RECORDS FOR THE TASK below:

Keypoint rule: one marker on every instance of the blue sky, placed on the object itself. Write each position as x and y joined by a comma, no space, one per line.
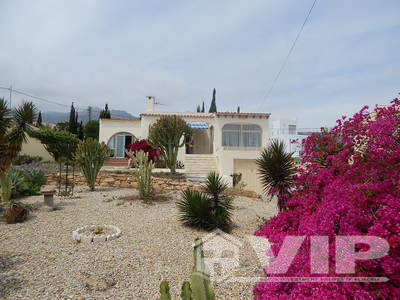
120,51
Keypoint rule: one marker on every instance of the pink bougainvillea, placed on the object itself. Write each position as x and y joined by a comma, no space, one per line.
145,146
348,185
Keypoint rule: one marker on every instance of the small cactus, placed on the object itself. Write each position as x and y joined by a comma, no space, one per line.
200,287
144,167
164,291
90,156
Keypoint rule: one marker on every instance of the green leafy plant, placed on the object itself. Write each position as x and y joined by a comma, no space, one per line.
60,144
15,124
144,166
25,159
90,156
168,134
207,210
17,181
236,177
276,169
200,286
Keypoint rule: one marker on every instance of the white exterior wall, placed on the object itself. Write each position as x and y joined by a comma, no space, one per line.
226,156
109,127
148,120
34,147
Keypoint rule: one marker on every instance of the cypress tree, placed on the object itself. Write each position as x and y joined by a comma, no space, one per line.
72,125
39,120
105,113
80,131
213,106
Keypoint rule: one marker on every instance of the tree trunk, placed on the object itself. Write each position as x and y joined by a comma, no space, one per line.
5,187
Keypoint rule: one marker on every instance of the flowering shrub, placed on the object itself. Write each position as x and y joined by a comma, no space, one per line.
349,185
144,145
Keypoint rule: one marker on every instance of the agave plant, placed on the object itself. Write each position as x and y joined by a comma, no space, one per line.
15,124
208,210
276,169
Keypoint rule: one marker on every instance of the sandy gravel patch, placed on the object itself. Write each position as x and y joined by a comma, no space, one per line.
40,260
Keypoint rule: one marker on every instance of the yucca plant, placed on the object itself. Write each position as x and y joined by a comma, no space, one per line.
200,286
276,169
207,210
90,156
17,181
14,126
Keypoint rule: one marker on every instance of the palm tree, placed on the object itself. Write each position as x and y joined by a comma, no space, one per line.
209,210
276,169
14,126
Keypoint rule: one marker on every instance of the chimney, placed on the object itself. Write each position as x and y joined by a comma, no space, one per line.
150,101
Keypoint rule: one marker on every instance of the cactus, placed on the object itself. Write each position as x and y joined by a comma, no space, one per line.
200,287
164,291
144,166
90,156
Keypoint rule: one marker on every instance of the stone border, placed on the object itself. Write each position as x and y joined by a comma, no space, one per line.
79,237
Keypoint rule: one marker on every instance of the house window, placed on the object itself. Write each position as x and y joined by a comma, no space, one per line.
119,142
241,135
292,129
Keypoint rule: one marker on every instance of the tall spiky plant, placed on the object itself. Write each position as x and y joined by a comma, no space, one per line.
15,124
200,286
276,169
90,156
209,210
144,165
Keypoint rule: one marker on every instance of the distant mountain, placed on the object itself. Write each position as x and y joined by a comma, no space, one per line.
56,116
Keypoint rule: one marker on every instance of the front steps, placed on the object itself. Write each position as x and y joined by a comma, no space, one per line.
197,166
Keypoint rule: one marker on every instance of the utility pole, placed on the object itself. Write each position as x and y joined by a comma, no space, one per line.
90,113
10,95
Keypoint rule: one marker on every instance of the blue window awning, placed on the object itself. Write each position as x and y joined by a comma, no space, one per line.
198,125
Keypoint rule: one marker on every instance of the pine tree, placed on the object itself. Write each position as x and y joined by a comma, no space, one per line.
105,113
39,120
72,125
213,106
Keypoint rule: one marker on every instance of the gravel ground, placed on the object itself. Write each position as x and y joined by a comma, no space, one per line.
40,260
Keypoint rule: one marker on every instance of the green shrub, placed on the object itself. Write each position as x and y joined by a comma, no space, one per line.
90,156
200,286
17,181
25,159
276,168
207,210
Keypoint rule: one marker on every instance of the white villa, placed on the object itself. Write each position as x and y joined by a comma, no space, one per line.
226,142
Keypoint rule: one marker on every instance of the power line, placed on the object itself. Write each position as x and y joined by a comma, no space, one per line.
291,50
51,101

End of RECORDS FOR THE TASK.

-- ASSIGNMENT --
Give again, exactly and with nothing added, the lines running from the one that contains "Keypoint rule: one marker on every instance of the utility" to the last line of the material.

-- EXERCISE SOLUTION --
Keypoint rule: one marker on every instance of the utility pole, placed on the object itself. Write each position as x and y joined by a comma, no space, one per line.
90,113
10,95
Keypoint rule: one marker on every instance of the blue window awning, placed on the object itself. Write each position as x and y joined by a comma, no space, one per line.
198,125
Keypoint rule: one marker on every instance of the pine tree, placed on the object itself. Write each position as x and y joined by a comma, no space, one per line.
105,113
39,120
72,125
213,106
Keypoint rule: one marker on every instance of the gravel ground, placed on the object itself. Write each position as x and y joined by a comma, no space, one per line.
40,260
Keypoint rule: one marker on every instance of the green shrub, placed on the object itself. Write each position as x and y joined by a comma, no space, one per line.
90,156
200,286
17,181
25,159
276,168
207,210
Keypoint rule: one marker on every instance of the white villa, placed on the object itself. Write each position as x and y joined by a comma, no space, one per line.
226,142
Keypoint rule: one marker on every instance of the power line, placed on the object itself. Write each position as x and y joined by a comma, no space, one per line.
291,50
51,101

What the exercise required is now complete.